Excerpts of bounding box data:
================================
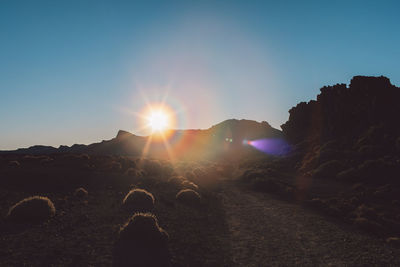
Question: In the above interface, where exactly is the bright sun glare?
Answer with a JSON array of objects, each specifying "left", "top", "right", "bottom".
[{"left": 147, "top": 110, "right": 169, "bottom": 132}]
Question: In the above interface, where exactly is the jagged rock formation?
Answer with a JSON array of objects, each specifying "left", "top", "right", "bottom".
[{"left": 281, "top": 76, "right": 400, "bottom": 149}]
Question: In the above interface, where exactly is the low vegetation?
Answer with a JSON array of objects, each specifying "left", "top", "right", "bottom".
[
  {"left": 113, "top": 213, "right": 170, "bottom": 266},
  {"left": 7, "top": 196, "right": 56, "bottom": 224},
  {"left": 122, "top": 188, "right": 155, "bottom": 212}
]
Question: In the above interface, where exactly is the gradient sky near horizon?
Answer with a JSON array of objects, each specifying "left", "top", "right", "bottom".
[{"left": 0, "top": 0, "right": 400, "bottom": 150}]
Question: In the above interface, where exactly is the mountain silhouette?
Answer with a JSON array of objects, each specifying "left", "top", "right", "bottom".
[{"left": 0, "top": 119, "right": 283, "bottom": 159}]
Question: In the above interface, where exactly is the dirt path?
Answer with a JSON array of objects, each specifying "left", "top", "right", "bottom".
[{"left": 220, "top": 182, "right": 400, "bottom": 266}]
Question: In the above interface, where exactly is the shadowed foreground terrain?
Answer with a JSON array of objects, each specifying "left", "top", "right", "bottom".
[
  {"left": 0, "top": 76, "right": 400, "bottom": 266},
  {"left": 220, "top": 182, "right": 400, "bottom": 266}
]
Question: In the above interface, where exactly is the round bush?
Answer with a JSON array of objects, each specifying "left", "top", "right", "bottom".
[
  {"left": 113, "top": 213, "right": 170, "bottom": 266},
  {"left": 74, "top": 187, "right": 89, "bottom": 198},
  {"left": 122, "top": 188, "right": 154, "bottom": 212},
  {"left": 176, "top": 189, "right": 201, "bottom": 205},
  {"left": 7, "top": 196, "right": 56, "bottom": 223}
]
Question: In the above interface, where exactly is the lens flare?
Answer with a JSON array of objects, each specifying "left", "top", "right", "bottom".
[
  {"left": 148, "top": 110, "right": 169, "bottom": 132},
  {"left": 243, "top": 138, "right": 290, "bottom": 156}
]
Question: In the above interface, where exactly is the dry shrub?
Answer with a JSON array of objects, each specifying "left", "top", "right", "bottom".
[
  {"left": 113, "top": 213, "right": 170, "bottom": 266},
  {"left": 122, "top": 188, "right": 155, "bottom": 212},
  {"left": 185, "top": 171, "right": 196, "bottom": 181},
  {"left": 176, "top": 189, "right": 201, "bottom": 205},
  {"left": 7, "top": 196, "right": 56, "bottom": 223},
  {"left": 125, "top": 168, "right": 143, "bottom": 178},
  {"left": 74, "top": 187, "right": 89, "bottom": 199},
  {"left": 168, "top": 176, "right": 185, "bottom": 187}
]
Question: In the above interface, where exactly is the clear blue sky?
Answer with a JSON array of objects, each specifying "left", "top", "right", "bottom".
[{"left": 0, "top": 0, "right": 400, "bottom": 149}]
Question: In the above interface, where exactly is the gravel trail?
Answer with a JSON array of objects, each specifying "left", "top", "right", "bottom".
[{"left": 220, "top": 181, "right": 400, "bottom": 266}]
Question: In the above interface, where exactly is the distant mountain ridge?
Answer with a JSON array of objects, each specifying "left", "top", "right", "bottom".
[{"left": 0, "top": 119, "right": 283, "bottom": 158}]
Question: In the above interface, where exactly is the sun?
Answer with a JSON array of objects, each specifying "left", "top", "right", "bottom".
[{"left": 147, "top": 110, "right": 169, "bottom": 132}]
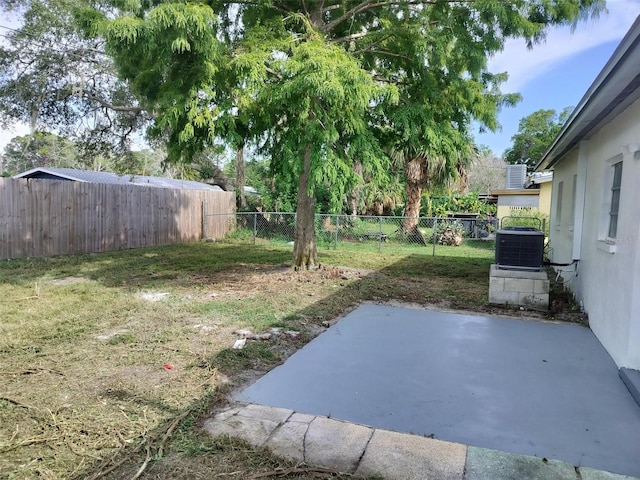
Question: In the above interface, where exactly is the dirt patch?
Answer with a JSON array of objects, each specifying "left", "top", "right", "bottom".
[{"left": 46, "top": 277, "right": 91, "bottom": 287}]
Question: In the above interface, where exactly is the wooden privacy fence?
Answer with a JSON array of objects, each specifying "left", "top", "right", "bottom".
[{"left": 0, "top": 178, "right": 235, "bottom": 259}]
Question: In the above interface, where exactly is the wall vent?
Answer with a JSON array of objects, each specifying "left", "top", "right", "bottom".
[{"left": 507, "top": 165, "right": 527, "bottom": 190}]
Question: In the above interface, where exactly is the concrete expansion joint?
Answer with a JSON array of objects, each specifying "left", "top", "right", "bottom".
[
  {"left": 356, "top": 428, "right": 376, "bottom": 470},
  {"left": 302, "top": 422, "right": 311, "bottom": 463}
]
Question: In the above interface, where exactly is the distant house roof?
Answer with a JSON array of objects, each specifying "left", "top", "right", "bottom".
[
  {"left": 536, "top": 17, "right": 640, "bottom": 171},
  {"left": 13, "top": 167, "right": 222, "bottom": 190}
]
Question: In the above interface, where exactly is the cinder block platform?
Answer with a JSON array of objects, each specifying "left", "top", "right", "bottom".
[{"left": 489, "top": 264, "right": 549, "bottom": 311}]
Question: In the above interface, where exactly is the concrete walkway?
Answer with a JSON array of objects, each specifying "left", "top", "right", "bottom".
[{"left": 204, "top": 404, "right": 638, "bottom": 480}]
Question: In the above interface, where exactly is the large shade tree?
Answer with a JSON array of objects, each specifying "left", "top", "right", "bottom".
[{"left": 79, "top": 0, "right": 604, "bottom": 268}]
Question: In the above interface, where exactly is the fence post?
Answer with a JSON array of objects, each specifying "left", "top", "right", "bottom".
[
  {"left": 431, "top": 217, "right": 438, "bottom": 257},
  {"left": 201, "top": 200, "right": 207, "bottom": 240},
  {"left": 253, "top": 212, "right": 258, "bottom": 245}
]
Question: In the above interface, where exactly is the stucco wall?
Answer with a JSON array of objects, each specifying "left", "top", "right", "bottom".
[
  {"left": 549, "top": 150, "right": 578, "bottom": 263},
  {"left": 538, "top": 182, "right": 553, "bottom": 215},
  {"left": 550, "top": 97, "right": 640, "bottom": 369}
]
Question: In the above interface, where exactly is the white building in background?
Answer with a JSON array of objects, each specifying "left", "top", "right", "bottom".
[{"left": 537, "top": 18, "right": 640, "bottom": 372}]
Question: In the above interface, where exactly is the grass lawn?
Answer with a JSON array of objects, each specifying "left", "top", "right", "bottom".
[{"left": 0, "top": 242, "right": 556, "bottom": 479}]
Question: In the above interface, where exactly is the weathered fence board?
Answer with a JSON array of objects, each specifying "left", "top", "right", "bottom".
[{"left": 0, "top": 178, "right": 235, "bottom": 259}]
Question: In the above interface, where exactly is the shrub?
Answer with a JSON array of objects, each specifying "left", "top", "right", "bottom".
[{"left": 436, "top": 220, "right": 466, "bottom": 247}]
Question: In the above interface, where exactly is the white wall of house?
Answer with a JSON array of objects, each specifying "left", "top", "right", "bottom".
[{"left": 550, "top": 96, "right": 640, "bottom": 369}]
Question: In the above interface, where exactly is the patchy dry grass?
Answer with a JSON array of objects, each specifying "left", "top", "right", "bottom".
[{"left": 0, "top": 243, "right": 568, "bottom": 479}]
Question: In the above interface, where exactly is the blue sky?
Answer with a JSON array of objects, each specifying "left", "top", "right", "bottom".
[
  {"left": 475, "top": 0, "right": 640, "bottom": 155},
  {"left": 0, "top": 0, "right": 640, "bottom": 155}
]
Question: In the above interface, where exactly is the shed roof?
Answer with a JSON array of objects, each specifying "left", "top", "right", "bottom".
[
  {"left": 536, "top": 17, "right": 640, "bottom": 171},
  {"left": 13, "top": 167, "right": 222, "bottom": 190}
]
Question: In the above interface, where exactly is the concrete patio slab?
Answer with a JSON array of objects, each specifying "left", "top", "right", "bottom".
[
  {"left": 465, "top": 447, "right": 579, "bottom": 480},
  {"left": 236, "top": 304, "right": 640, "bottom": 476}
]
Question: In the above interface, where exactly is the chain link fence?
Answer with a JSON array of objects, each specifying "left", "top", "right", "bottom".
[{"left": 204, "top": 212, "right": 495, "bottom": 255}]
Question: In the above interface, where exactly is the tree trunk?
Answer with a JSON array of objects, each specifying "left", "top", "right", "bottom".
[
  {"left": 350, "top": 160, "right": 363, "bottom": 218},
  {"left": 402, "top": 156, "right": 427, "bottom": 245},
  {"left": 402, "top": 156, "right": 427, "bottom": 233},
  {"left": 236, "top": 143, "right": 247, "bottom": 210},
  {"left": 293, "top": 144, "right": 318, "bottom": 270}
]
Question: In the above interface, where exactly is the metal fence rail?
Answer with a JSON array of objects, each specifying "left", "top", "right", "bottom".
[{"left": 206, "top": 212, "right": 494, "bottom": 255}]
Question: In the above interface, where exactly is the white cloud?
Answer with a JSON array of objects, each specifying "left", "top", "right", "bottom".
[{"left": 489, "top": 0, "right": 640, "bottom": 92}]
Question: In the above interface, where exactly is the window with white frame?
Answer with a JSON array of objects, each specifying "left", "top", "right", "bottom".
[
  {"left": 607, "top": 162, "right": 622, "bottom": 238},
  {"left": 556, "top": 181, "right": 564, "bottom": 226},
  {"left": 569, "top": 175, "right": 578, "bottom": 226}
]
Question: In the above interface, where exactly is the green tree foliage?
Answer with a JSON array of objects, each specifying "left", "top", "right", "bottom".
[
  {"left": 80, "top": 0, "right": 604, "bottom": 268},
  {"left": 504, "top": 107, "right": 573, "bottom": 171},
  {"left": 468, "top": 146, "right": 507, "bottom": 193},
  {"left": 0, "top": 0, "right": 148, "bottom": 155}
]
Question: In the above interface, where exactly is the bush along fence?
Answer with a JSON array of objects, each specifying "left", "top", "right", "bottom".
[{"left": 205, "top": 212, "right": 495, "bottom": 255}]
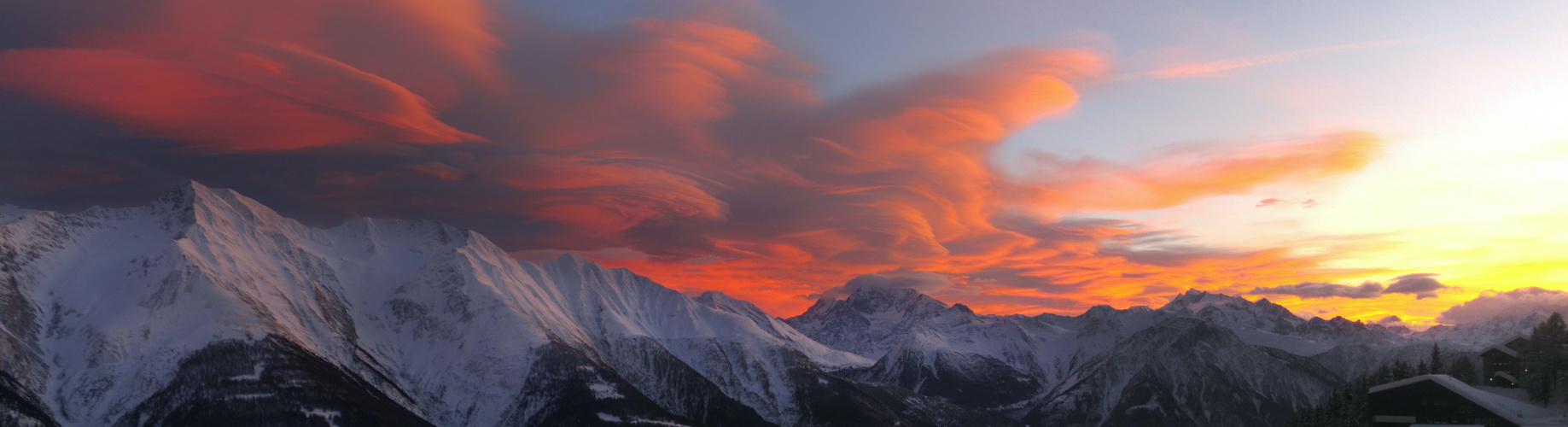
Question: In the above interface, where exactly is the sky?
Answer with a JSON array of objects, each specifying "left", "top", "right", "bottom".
[{"left": 0, "top": 0, "right": 1568, "bottom": 326}]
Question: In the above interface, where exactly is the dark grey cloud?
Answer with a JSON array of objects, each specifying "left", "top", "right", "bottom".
[
  {"left": 807, "top": 272, "right": 953, "bottom": 300},
  {"left": 1248, "top": 273, "right": 1448, "bottom": 300},
  {"left": 1383, "top": 273, "right": 1448, "bottom": 300},
  {"left": 1438, "top": 287, "right": 1568, "bottom": 325}
]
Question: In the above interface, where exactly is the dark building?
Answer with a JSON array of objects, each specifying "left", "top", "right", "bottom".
[
  {"left": 1367, "top": 375, "right": 1568, "bottom": 427},
  {"left": 1480, "top": 336, "right": 1530, "bottom": 388}
]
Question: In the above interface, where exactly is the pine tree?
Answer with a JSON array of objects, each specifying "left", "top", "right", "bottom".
[{"left": 1523, "top": 313, "right": 1568, "bottom": 403}]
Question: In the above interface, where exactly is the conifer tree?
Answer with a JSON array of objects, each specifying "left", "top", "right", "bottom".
[{"left": 1523, "top": 313, "right": 1568, "bottom": 403}]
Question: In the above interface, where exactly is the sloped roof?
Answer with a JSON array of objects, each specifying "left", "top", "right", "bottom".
[
  {"left": 1480, "top": 345, "right": 1519, "bottom": 358},
  {"left": 1367, "top": 374, "right": 1568, "bottom": 427}
]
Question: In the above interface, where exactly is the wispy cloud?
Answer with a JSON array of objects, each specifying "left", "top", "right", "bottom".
[{"left": 1121, "top": 38, "right": 1435, "bottom": 80}]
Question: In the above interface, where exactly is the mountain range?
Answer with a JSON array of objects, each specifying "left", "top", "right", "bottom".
[{"left": 0, "top": 182, "right": 1538, "bottom": 427}]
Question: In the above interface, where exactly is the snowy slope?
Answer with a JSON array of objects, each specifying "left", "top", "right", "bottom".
[
  {"left": 0, "top": 182, "right": 1006, "bottom": 425},
  {"left": 1023, "top": 319, "right": 1339, "bottom": 425}
]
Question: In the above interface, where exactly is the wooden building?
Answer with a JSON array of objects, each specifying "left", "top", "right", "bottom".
[
  {"left": 1480, "top": 336, "right": 1530, "bottom": 388},
  {"left": 1367, "top": 375, "right": 1568, "bottom": 427}
]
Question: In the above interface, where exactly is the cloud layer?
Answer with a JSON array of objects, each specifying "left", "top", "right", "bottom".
[
  {"left": 1250, "top": 273, "right": 1448, "bottom": 300},
  {"left": 1438, "top": 287, "right": 1568, "bottom": 325},
  {"left": 0, "top": 0, "right": 1392, "bottom": 314}
]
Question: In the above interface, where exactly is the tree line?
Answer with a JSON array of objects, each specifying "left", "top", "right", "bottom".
[{"left": 1285, "top": 313, "right": 1568, "bottom": 427}]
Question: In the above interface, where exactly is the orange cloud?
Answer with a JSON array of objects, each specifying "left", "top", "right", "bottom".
[
  {"left": 0, "top": 7, "right": 1398, "bottom": 320},
  {"left": 1035, "top": 132, "right": 1381, "bottom": 210},
  {"left": 0, "top": 0, "right": 500, "bottom": 150}
]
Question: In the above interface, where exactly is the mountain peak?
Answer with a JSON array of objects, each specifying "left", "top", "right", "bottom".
[{"left": 154, "top": 180, "right": 283, "bottom": 225}]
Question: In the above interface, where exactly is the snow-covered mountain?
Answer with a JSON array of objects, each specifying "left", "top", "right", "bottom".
[
  {"left": 1023, "top": 317, "right": 1339, "bottom": 425},
  {"left": 0, "top": 182, "right": 1540, "bottom": 427},
  {"left": 0, "top": 184, "right": 1008, "bottom": 425}
]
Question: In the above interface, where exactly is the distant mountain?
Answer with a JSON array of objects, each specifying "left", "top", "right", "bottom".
[
  {"left": 0, "top": 184, "right": 1011, "bottom": 425},
  {"left": 1023, "top": 317, "right": 1339, "bottom": 425},
  {"left": 0, "top": 182, "right": 1540, "bottom": 427}
]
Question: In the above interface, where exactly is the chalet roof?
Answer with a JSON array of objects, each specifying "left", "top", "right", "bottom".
[
  {"left": 1480, "top": 345, "right": 1519, "bottom": 358},
  {"left": 1369, "top": 374, "right": 1568, "bottom": 425}
]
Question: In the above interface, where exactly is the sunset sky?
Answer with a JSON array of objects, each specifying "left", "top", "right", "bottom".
[{"left": 0, "top": 0, "right": 1568, "bottom": 325}]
================================
WHAT IS BEING ASKED: Tally the lines of the data above that contain the string "grass" and reply with the number alone.

REPLY TO THE EXERCISE: 2